Tasks to perform:
A: According to the article on Michelle Obama and breastfeeding, what did the Internal Revenue Service rule on Thursday?
B: Name every person mentioned by name in the article on Michelle Obama and breastfeeding.
C: Continue the article on Michelle Obama and breastfeeding from the point where it stops.
[Text block Boundary: Start]
First lady Michelle Obama will be speaking out to remove barriers to breastfeeding, Politics Daily has learned, throwing the spotlight on nursing as a way to reduce childhood obesity.
This comes as the Obama administration in the past year has made several moves to encourage breastfeeding -- including a push for more flexible workplace rules and an Internal Revenue Service ruling on Thursday that breast pumps and other nursing supplies qualify for tax breaks
Mrs. Obama -- who has spoken in public about nursing her youngest daughter, Sasha -- is going to tread carefully in what might be a sensitive area for some women -- and not use her bully pulpit to directly ask more women to breast feed.
"Breastfeeding is a very personal choice for every woman," Kristina Schake, Mrs. Obama's communications chief, told Politics Daily. "We are trying to make it easier for those who choose to do it."
Last week, Mrs. Obama touched on breastfeeding strategy at a lunch with 10 print reporters who cover her to mark the first anniversary of her
"Let's Move" anti-childhood obesity campaign.
[Text block Boundary: End]
[Data section Boundary: Start]
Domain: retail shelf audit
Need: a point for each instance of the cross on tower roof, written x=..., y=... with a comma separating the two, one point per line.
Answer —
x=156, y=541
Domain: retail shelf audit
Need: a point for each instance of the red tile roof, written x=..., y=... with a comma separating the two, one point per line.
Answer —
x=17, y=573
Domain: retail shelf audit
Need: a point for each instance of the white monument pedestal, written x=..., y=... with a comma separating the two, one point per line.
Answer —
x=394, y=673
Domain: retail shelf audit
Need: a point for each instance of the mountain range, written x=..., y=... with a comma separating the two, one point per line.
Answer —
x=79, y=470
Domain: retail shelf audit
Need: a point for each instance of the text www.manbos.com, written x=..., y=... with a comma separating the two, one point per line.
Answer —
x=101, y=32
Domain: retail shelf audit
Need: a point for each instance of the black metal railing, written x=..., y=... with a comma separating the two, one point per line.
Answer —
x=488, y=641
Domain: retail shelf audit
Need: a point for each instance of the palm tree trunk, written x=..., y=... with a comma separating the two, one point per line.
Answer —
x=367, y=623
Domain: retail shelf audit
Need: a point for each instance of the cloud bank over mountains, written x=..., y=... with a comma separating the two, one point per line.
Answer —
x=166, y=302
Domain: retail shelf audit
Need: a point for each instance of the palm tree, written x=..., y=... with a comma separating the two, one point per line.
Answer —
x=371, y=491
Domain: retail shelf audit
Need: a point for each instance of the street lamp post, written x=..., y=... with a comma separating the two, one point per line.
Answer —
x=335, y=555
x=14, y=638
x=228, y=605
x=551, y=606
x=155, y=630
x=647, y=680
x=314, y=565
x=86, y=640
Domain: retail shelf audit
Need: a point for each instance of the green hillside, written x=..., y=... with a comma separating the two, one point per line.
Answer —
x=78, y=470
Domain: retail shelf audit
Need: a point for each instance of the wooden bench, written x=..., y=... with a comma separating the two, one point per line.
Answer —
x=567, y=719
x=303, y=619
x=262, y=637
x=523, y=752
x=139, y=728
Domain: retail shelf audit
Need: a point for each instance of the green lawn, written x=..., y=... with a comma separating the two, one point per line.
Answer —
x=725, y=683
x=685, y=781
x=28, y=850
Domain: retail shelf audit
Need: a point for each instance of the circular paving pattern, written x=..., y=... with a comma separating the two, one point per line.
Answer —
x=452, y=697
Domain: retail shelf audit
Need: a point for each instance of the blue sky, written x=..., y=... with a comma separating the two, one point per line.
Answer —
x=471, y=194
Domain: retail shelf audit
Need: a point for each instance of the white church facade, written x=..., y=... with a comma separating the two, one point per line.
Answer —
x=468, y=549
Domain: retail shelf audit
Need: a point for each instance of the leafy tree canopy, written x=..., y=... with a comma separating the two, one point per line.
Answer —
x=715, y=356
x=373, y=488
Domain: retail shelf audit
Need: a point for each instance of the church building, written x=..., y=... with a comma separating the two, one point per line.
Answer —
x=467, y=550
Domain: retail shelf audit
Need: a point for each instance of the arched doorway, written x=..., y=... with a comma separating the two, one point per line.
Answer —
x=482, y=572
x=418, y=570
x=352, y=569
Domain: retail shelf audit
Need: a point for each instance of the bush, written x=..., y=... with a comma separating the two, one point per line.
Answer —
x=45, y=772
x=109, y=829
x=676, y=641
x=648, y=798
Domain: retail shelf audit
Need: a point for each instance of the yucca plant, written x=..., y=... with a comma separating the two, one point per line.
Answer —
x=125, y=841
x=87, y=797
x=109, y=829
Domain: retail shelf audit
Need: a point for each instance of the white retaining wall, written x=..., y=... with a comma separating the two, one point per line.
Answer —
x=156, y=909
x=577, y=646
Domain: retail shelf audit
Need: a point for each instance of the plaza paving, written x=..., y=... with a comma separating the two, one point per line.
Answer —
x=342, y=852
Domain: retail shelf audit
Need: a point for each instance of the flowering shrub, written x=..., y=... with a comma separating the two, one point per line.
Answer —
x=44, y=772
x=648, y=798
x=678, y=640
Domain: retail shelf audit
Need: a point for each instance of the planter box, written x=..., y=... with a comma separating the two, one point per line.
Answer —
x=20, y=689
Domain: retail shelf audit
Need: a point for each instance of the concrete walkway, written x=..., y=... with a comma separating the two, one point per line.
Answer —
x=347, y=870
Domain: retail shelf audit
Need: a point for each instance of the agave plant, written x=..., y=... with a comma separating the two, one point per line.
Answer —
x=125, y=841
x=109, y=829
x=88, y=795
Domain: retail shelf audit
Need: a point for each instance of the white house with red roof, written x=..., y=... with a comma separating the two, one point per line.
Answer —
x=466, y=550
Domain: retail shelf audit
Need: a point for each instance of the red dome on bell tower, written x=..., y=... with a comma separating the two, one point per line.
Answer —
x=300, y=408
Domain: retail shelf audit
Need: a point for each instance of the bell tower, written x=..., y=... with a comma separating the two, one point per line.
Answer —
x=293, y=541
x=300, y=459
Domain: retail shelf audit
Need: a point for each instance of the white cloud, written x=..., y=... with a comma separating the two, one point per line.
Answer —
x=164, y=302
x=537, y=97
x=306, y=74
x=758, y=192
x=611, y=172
[Data section Boundary: End]
Results:
A: It ruled that breast pumps and other nursing supplies qualify for tax breaks.

B: Michelle Obama, Sasha, Kristina Schake

C:
Looking ahead to what she will do in the second year of "Let's Move," Mrs. Obama said: "We also want to focus on the important touch points in a child's life. And what we're learning now is that early intervention is key. Breastfeeding. Kids who are breastfed longer have a lower tendency to be obese.
"We want to get into child-care centers, day-care centers, and start talking about how -- what kind of snacks they're getting there. We want to have those conversations at an earlier level. But those are just some of the things that you'll see."
Breastfeeding rates are low among African-American mothers compared to other racial and ethnic groups, according to the Centers for Disease Control and Prevention, and Mrs. Obama took note of this when she addressed the Congressional Black Caucus Conference on Sept. 10.
"And because it's important to prevent obesity early, we're also working to promote breastfeeding, especially in the black community -- where 40 percent of our babies never get breastfed at all, even in the first weeks of life, and we know that babies that are breastfed are less likely to be obese as children," she said.
Robin Schepper, executive director of "Let's Move," told Politics Daily, Mrs. Obama wants to increase breastfeeding rates but "is not telling women to breastfeed ... but wants to make it easier for moms by encouraging hospitals to change practices so after a baby is born, the baby is in the room with them."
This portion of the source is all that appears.